--- begin Exercise inputs ---

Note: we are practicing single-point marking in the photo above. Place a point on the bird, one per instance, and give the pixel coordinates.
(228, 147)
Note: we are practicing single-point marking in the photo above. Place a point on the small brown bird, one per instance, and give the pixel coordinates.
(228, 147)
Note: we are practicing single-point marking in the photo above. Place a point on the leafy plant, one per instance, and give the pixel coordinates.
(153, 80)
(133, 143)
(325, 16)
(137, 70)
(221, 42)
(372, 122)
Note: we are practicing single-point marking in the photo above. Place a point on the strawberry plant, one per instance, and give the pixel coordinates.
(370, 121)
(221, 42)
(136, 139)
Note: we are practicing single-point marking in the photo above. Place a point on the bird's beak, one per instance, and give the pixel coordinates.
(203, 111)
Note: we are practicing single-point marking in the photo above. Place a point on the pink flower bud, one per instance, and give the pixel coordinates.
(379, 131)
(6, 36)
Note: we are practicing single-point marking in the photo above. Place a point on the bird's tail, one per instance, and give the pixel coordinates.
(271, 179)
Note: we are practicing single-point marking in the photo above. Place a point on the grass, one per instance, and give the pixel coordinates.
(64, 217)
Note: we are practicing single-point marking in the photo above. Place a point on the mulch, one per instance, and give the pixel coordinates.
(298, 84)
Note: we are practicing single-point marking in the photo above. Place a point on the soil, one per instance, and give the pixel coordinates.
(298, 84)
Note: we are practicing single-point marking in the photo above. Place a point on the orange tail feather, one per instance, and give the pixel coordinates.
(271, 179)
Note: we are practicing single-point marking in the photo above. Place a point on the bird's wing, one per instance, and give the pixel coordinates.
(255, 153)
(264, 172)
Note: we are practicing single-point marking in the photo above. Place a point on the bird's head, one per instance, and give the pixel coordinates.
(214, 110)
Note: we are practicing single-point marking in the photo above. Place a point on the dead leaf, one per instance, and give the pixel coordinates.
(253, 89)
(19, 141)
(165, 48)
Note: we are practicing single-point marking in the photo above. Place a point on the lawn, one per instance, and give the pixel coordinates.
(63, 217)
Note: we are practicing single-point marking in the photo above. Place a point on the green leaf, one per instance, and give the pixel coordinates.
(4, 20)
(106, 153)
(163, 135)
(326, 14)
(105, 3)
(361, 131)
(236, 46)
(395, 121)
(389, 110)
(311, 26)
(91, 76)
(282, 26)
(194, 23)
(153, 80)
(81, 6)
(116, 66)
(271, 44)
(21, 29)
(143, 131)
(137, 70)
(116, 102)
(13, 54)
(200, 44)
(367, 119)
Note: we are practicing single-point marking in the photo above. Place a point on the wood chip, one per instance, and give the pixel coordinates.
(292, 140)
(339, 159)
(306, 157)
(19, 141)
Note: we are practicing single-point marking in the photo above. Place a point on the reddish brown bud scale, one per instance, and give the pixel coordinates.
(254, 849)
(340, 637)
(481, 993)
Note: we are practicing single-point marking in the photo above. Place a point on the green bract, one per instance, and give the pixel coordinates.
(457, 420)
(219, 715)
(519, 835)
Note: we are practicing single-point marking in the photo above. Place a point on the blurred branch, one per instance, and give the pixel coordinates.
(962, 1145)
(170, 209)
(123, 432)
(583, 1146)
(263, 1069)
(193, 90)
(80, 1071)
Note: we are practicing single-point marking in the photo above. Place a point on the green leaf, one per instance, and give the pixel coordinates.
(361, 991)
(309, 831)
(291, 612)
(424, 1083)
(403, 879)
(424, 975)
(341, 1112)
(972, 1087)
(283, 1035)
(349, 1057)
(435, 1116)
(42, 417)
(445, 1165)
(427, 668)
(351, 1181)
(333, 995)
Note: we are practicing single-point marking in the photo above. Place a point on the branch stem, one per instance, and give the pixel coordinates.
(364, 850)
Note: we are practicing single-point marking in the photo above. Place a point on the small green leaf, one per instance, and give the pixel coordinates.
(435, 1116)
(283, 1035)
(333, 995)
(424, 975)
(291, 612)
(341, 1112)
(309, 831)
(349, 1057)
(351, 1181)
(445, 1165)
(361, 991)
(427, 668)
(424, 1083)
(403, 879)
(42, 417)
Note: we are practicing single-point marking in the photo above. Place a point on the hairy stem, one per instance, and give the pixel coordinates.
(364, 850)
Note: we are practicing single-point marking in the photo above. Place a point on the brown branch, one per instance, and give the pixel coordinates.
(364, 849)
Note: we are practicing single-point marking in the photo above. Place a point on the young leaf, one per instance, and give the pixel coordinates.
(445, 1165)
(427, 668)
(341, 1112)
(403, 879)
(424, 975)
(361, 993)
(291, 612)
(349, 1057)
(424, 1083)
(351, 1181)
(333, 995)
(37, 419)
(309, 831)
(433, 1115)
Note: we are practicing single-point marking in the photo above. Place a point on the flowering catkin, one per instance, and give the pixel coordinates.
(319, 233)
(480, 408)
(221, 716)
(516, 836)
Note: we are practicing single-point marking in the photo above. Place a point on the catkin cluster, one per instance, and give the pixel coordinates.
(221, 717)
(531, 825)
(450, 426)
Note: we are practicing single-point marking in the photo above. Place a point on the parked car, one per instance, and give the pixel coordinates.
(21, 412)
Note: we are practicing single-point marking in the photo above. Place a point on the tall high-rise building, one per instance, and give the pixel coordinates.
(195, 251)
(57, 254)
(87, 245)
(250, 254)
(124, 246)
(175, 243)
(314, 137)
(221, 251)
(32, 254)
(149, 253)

--- end Exercise inputs ---

Task =>
Arrange every line of the items above as a Markdown table with two columns, Row for a running number and Line for the line itself. Leave out any blank lines.

The answer =>
| Row | Line |
|---|---|
| 1 | Note: we are practicing single-point marking in the photo above. Place a point on the bird, one per instance, and give the pixel coordinates. |
| 2 | (228, 147) |
| 3 | Note: we are practicing single-point marking in the photo above. Place a point on the small brown bird, one per instance, and give the pixel coordinates. |
| 4 | (228, 147) |
| 5 | Note: we are practicing single-point marking in the photo above. Place a point on the leafy plant, one per instance, and give the pixel coordinates. |
| 6 | (153, 80) |
| 7 | (133, 143) |
| 8 | (325, 16) |
| 9 | (137, 70) |
| 10 | (221, 42) |
| 11 | (372, 122) |
| 12 | Note: we are practicing single-point marking in the photo above. Place a point on the strawberry plant, one per instance, and give the pixel coordinates. |
| 13 | (370, 121) |
| 14 | (221, 42) |
| 15 | (136, 139) |
| 16 | Note: we are practicing single-point marking in the photo above. Place a point on the bird's beak, one per instance, and give the pixel coordinates. |
| 17 | (203, 111) |
| 18 | Note: we are practicing single-point marking in the photo above. Place a point on the pink flower bud, one per instance, and give the pixel coordinates. |
| 19 | (379, 131) |
| 20 | (6, 36) |
| 21 | Note: we are practicing single-point marking in the photo above. Place a point on the bird's tail, one per instance, and give the pixel coordinates. |
| 22 | (271, 179) |
| 23 | Note: we are practicing single-point marking in the photo above. Place a point on the grass, one per instance, and give the pixel coordinates. |
| 24 | (64, 217) |
| 25 | Note: we are practicing single-point marking in the photo above. Place a point on the mulch, one per instance, and give the pixel coordinates. |
| 26 | (298, 84) |
| 27 | Note: we are practicing single-point marking in the photo above. Place a point on the soil, one per instance, and give the pixel coordinates. |
| 28 | (298, 84) |
| 29 | Note: we are practicing single-point marking in the photo above. Place a point on the orange tail feather, one per instance, and give the pixel coordinates. |
| 30 | (271, 179) |
| 31 | Note: we are practicing single-point marking in the photo above. Place a point on the bird's wing, one per instance, and give the pixel coordinates. |
| 32 | (255, 153) |
| 33 | (264, 172) |
| 34 | Note: we are practicing single-point marking in the photo above. Place a point on the bird's head, one per instance, and give the pixel coordinates. |
| 35 | (214, 110) |
| 36 | Note: we are practicing single-point marking in the photo above. Place a point on the dead leaf, one per instance, and give the pixel coordinates. |
| 37 | (253, 89) |
| 38 | (19, 141) |
| 39 | (165, 48) |
| 40 | Note: we are practicing single-point marking in the photo above. Place a point on the lawn, one per instance, and give the pixel coordinates. |
| 41 | (63, 217) |
| 42 | Note: we are practicing single-point marking in the photo above. Place a point on the green leaf, one per instance, and give the pixel coordinates. |
| 43 | (4, 20) |
| 44 | (106, 153) |
| 45 | (163, 135) |
| 46 | (326, 14) |
| 47 | (105, 3) |
| 48 | (361, 131) |
| 49 | (236, 46) |
| 50 | (395, 121) |
| 51 | (389, 110) |
| 52 | (311, 26) |
| 53 | (91, 76) |
| 54 | (282, 26) |
| 55 | (194, 23) |
| 56 | (153, 80) |
| 57 | (81, 6) |
| 58 | (116, 66) |
| 59 | (271, 44) |
| 60 | (21, 29) |
| 61 | (143, 131) |
| 62 | (137, 70) |
| 63 | (116, 102) |
| 64 | (13, 54) |
| 65 | (200, 44) |
| 66 | (367, 119) |
| 67 | Note: we are practicing single-point marking in the photo above. Place a point on the wood chip, one per instance, and give the pixel coordinates. |
| 68 | (292, 140) |
| 69 | (339, 159) |
| 70 | (306, 157) |
| 71 | (19, 141) |
| 72 | Note: we are practicing single-point marking in the photo above. Place a point on the reddish brown bud scale, one per instance, and give the pixel coordinates. |
| 73 | (254, 849) |
| 74 | (340, 637) |
| 75 | (481, 993) |
| 76 | Note: we are practicing single-point marking in the photo above. Place a point on the green bract, one per instance, and give the pixel coordinates. |
| 77 | (457, 420) |
| 78 | (219, 715) |
| 79 | (519, 835) |
| 80 | Note: we are practicing single-point marking in the photo above. Place a point on the blurred branch, one per instance, and give the pixel coordinates. |
| 81 | (962, 1145) |
| 82 | (170, 209) |
| 83 | (123, 432) |
| 84 | (583, 1146) |
| 85 | (263, 1069) |
| 86 | (193, 90) |
| 87 | (80, 1071) |
| 88 | Note: we are practicing single-point marking in the photo above. Place a point on the green leaf, one per instance, and give the pixel coordinates. |
| 89 | (361, 991) |
| 90 | (309, 831) |
| 91 | (291, 612) |
| 92 | (424, 1083) |
| 93 | (403, 879) |
| 94 | (424, 975) |
| 95 | (341, 1112) |
| 96 | (972, 1087) |
| 97 | (283, 1035) |
| 98 | (349, 1057) |
| 99 | (435, 1116) |
| 100 | (42, 417) |
| 101 | (445, 1165) |
| 102 | (427, 668) |
| 103 | (351, 1181) |
| 104 | (333, 995) |
| 105 | Note: we are practicing single-point marking in the photo above. Place a point on the branch stem, one per instance, and give the pixel coordinates. |
| 106 | (364, 850) |
| 107 | Note: we are practicing single-point marking in the photo above. Place a point on the small green leaf, one per instance, and give the pixel coordinates. |
| 108 | (435, 1116) |
| 109 | (283, 1035) |
| 110 | (333, 995) |
| 111 | (424, 975) |
| 112 | (291, 612) |
| 113 | (341, 1112) |
| 114 | (309, 831) |
| 115 | (349, 1057) |
| 116 | (351, 1181) |
| 117 | (445, 1165) |
| 118 | (361, 991) |
| 119 | (427, 668) |
| 120 | (424, 1083) |
| 121 | (403, 879) |
| 122 | (42, 417) |
| 123 | Note: we are practicing single-point marking in the photo above. Place a point on the hairy stem, one per instance, and give the pixel coordinates. |
| 124 | (364, 850) |
| 125 | Note: we are practicing single-point marking in the photo above. Place a point on the brown branch, one per instance, and give the pixel coordinates. |
| 126 | (364, 849) |
| 127 | Note: we are practicing single-point marking in the photo above. Place a point on the young leaf, one per instance, and give the pixel coordinates. |
| 128 | (445, 1165) |
| 129 | (427, 668) |
| 130 | (341, 1112) |
| 131 | (403, 879) |
| 132 | (424, 975) |
| 133 | (361, 993) |
| 134 | (291, 612) |
| 135 | (349, 1057) |
| 136 | (424, 1083) |
| 137 | (351, 1181) |
| 138 | (333, 995) |
| 139 | (37, 419) |
| 140 | (309, 831) |
| 141 | (433, 1115) |
| 142 | Note: we are practicing single-point marking in the photo above. Place a point on the flowering catkin, one per instance, and give the pixel coordinates. |
| 143 | (319, 233) |
| 144 | (480, 408) |
| 145 | (221, 716) |
| 146 | (516, 836) |
| 147 | Note: we are practicing single-point marking in the photo above. Place a point on the catkin cluster, one per instance, and give the pixel coordinates. |
| 148 | (221, 717) |
| 149 | (531, 825) |
| 150 | (450, 426) |
| 151 | Note: we are practicing single-point marking in the photo above. Place a point on the parked car, one per instance, and give the pixel coordinates. |
| 152 | (21, 412) |
| 153 | Note: we are practicing single-point marking in the photo above. Place a point on the tall high-rise building, one per instance, and give the pixel coordinates. |
| 154 | (195, 251) |
| 155 | (57, 254) |
| 156 | (87, 245) |
| 157 | (250, 254) |
| 158 | (124, 246) |
| 159 | (175, 243) |
| 160 | (314, 137) |
| 161 | (221, 251) |
| 162 | (32, 254) |
| 163 | (149, 253) |